PASSAGE CHOISI:
LA DEUXIÈME NUIT. Le rythme n’a pas faibli tout au long de la journée hier, malgré la traversée d’une zone dépressionnaire avec du vent très irrégulier. Si Éric Péron a été distancé, le groupe des cinq a pu retoucher du vent au milieu de nuit. Désormais, une bulle anticyclonique est à contourner avant de se projeter vers la gestion de la dépression à venir mercredi en fin d'après-midi.
À tous ceux qui aiment être en retard, qui apprécient procrastiner ou rester au lit plutôt qu’affronter le quotidien, le froid et l’adversité, il faut regarder ce que font ces six Ultim lancés autour du monde. Parce qu’eux ne s’autorisent pas de répit, pas de pause et ils attaquent sans compter. Il est possible, en 2024, de disputer une course à bord de bateaux de géants avec la même intensité qu’une étape de la Solitaire du Figaro.
" On a l'impression d'être parti pour une course de trois jours "

DONNÉES FOURNIES:

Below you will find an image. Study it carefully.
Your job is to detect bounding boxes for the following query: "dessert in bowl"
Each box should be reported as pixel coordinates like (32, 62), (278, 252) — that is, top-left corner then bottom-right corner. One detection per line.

TRAVAIL À FAIRE:
Traduisez en anglais cette phrase du passage choisi : « Il est possible, en 2024, de disputer une course à bord de bateaux de géants avec la même intensité qu’une étape de la Solitaire du Figaro. »

RÉSULTAT DE L'EXERCICE:
In 2024, it is possible to compete in a race aboard giant boats with the same intensity as a leg of the Solitaire du Figaro.